• Selected passage:
____
The core idea from the original paper is that generation should not depend only on model parameters. A retriever fetches relevant content from an external corpus, and the generator produces responses grounded in that retrieved evidence, combining parametric and non-parametric memory.
What Step It Moved AI Application Engineering From and To
It moved knowledge-intensive tasks from "answer using internal model memory only" to "answer using updateable external knowledge sources."
In practice, this means teams can change system knowledge by updating indexes and document stores, rather than retraining for every knowledge change. This directly shaped enterprise knowledge assistants and retrieval-heavy agent designs.
What Stage It Is In Now
I currently mark RAG as mainstream.
Retrieval augmentation has moved from a research concept to a default engineering option in scenarios requiring factuality, source traceability, and updateable knowledge.
What It Might Replace
It can replace part of "stuff everything into a long prompt" knowledge QA patterns, and part of "push all new knowledge through fine-tuning" high-cost paths.
In many business settings, retrieval and index updates are more controllable and easier to trace than frequent retraining.
What Might Replace It
It is more likely to be absorbed into tighter systems that combine long-term memory, retrieval, tool execution, and feedback learning, rather than disappear.
In other words, RAG will likely evolve into a standard subsystem in broader knowledge-execution stacks with routing, caching, reranking, tool calls, and verification.
____
• Task 1:
Can you extract the part of the passage on retrieval-augmented generation from "What Step It" up to and including "and updateable knowledge.", word for word?
____
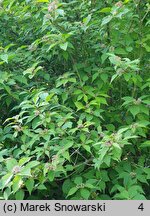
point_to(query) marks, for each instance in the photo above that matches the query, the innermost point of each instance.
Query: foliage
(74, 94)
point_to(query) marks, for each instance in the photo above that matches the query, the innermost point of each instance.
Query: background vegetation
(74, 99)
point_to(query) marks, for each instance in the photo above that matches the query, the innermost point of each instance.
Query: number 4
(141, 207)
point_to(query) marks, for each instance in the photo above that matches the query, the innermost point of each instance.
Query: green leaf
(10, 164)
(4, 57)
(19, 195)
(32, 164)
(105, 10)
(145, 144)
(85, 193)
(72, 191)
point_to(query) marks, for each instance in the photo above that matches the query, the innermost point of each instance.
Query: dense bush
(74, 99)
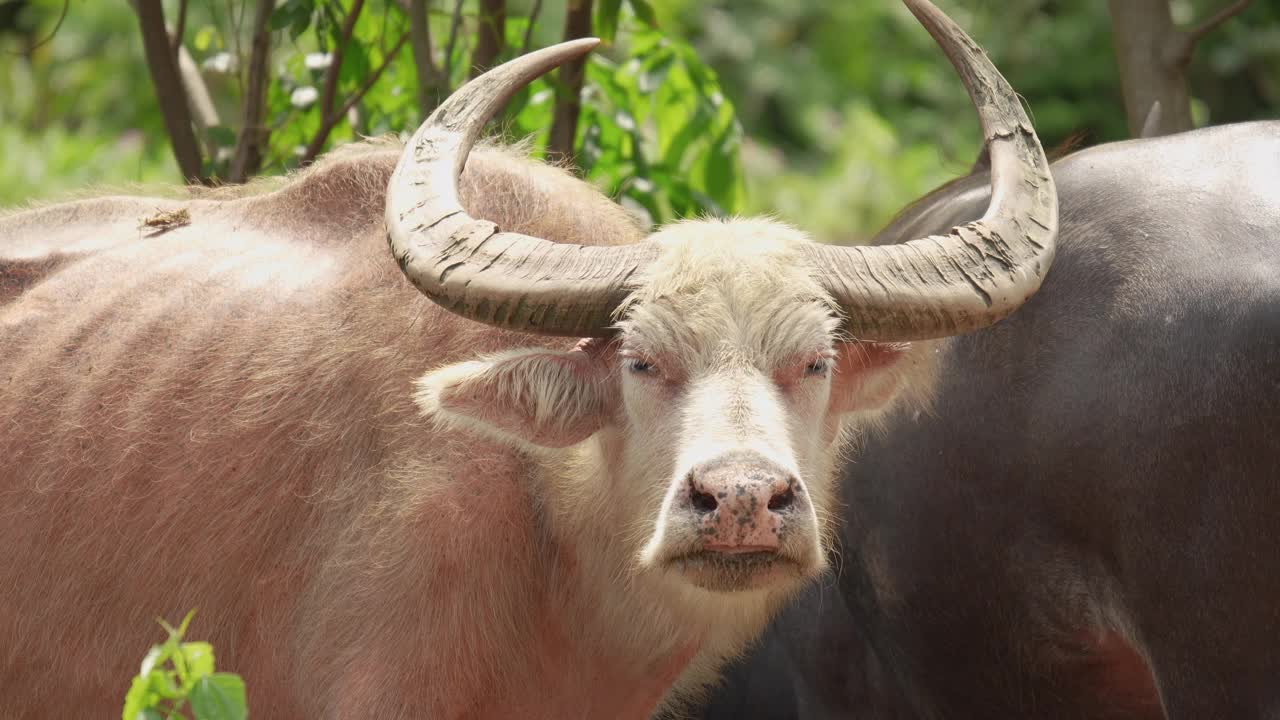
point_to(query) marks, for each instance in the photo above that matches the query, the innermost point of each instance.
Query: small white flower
____
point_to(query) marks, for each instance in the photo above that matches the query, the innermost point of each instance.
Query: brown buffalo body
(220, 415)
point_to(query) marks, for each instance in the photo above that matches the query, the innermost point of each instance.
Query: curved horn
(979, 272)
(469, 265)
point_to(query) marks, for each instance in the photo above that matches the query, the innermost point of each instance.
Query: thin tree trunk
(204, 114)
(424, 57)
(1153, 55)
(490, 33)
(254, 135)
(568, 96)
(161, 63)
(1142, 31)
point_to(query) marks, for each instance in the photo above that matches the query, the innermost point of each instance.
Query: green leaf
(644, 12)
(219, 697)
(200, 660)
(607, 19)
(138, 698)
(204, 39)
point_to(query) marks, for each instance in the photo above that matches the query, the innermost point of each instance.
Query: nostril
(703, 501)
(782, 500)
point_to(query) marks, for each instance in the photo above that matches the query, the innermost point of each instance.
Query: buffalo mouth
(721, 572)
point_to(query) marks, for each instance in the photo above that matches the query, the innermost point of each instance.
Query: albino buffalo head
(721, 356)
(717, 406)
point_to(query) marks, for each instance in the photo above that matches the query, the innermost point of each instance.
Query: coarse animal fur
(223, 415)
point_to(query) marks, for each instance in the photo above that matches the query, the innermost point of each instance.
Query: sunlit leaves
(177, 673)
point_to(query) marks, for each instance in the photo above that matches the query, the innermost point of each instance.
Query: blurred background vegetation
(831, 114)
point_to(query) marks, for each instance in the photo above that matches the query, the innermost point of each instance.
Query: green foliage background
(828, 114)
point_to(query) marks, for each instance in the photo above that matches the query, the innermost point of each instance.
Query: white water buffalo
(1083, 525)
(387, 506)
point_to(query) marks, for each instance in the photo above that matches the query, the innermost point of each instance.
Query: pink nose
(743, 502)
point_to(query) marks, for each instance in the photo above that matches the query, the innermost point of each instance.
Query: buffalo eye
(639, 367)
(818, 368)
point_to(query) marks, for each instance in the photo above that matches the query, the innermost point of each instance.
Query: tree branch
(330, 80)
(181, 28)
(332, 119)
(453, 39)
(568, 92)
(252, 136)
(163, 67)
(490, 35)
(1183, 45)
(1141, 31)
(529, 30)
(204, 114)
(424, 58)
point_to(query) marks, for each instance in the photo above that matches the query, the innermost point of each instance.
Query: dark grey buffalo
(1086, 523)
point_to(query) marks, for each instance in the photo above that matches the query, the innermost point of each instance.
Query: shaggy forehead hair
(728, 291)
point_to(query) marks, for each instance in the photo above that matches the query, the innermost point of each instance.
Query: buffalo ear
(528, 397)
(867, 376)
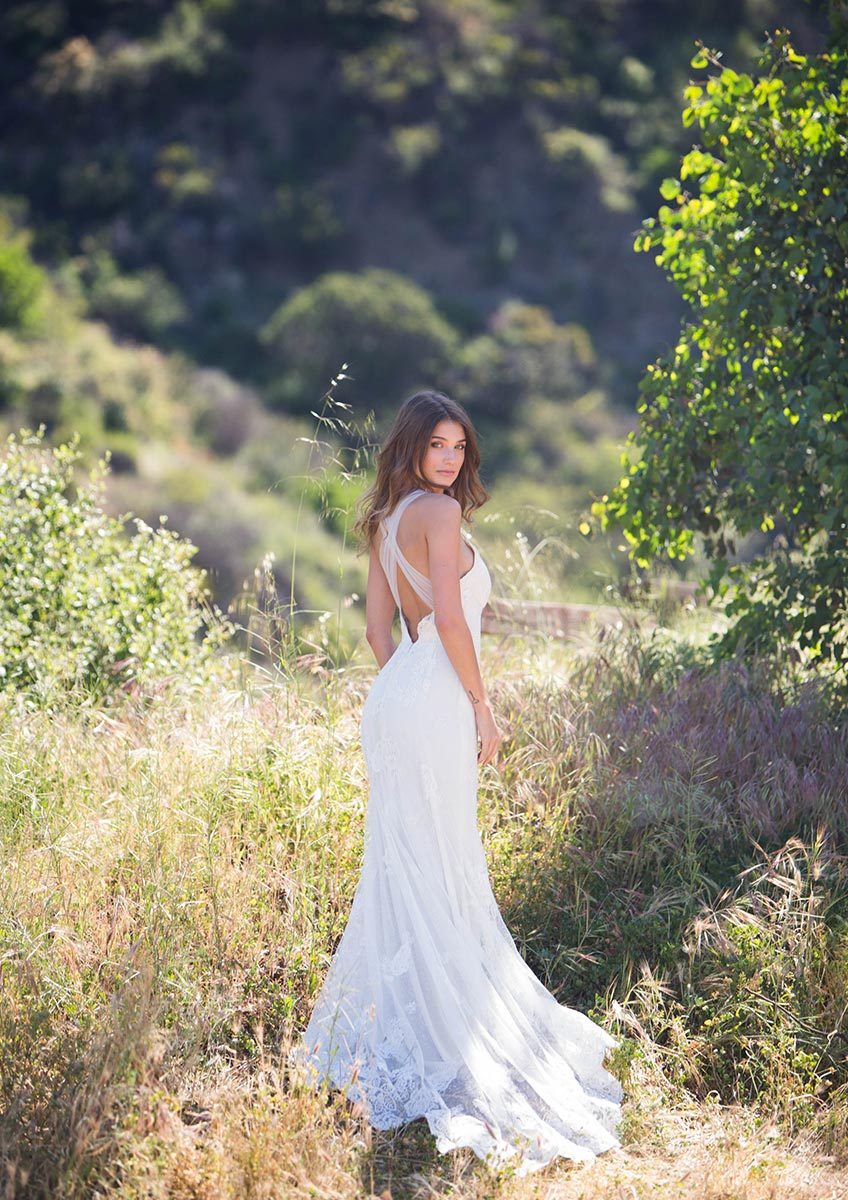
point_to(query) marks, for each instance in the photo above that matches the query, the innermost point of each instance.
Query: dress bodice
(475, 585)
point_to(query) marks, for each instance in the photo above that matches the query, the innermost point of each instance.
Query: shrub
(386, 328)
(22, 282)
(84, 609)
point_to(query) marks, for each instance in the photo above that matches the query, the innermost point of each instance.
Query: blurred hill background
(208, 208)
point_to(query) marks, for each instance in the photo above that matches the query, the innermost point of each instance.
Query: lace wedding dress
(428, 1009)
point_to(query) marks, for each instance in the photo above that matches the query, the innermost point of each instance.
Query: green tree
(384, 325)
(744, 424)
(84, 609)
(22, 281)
____
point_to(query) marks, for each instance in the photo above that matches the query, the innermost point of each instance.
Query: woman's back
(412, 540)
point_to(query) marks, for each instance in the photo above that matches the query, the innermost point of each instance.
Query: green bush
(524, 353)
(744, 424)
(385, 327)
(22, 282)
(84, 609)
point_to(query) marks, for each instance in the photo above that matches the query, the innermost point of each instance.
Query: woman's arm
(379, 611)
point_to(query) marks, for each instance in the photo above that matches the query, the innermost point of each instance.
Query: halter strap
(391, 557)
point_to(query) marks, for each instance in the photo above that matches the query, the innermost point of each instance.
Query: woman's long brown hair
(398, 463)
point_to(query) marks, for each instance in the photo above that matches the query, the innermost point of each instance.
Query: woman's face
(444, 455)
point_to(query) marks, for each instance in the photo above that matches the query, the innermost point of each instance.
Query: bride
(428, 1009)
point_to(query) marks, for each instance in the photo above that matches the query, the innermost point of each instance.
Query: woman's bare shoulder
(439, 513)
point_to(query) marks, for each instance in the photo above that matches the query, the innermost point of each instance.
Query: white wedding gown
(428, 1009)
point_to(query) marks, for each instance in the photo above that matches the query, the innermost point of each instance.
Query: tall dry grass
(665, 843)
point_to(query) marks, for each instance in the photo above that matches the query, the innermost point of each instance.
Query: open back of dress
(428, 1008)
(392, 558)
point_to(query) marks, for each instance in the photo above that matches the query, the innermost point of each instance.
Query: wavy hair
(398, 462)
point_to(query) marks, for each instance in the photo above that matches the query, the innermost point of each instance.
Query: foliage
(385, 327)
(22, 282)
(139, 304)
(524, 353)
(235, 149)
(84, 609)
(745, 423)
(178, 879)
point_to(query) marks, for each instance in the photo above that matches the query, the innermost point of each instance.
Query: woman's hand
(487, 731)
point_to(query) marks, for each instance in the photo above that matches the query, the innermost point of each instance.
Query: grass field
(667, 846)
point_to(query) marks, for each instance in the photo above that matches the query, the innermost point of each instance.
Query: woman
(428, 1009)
____
• Task 2:
Can you pull out every line of the entries that contains the string "grass"? Case counts.

• Response 1:
What Step It Moved AI Application Engineering From and To
It moved knowledge-intensive tasks from "answer using internal model memory only" to "answer using updateable external knowledge sources."
In practice, this means teams can change system knowledge by updating indexes and document stores, rather than retraining for every knowledge change. This directly shaped enterprise knowledge assistants and retrieval-heavy agent designs.
What Stage It Is In Now
I currently mark RAG as mainstream.
Retrieval augmentation has moved from a research concept to a default engineering option in scenarios requiring factuality, source traceability, and updateable knowledge.

• Response 2:
Query: tall dry grass
Query: grass field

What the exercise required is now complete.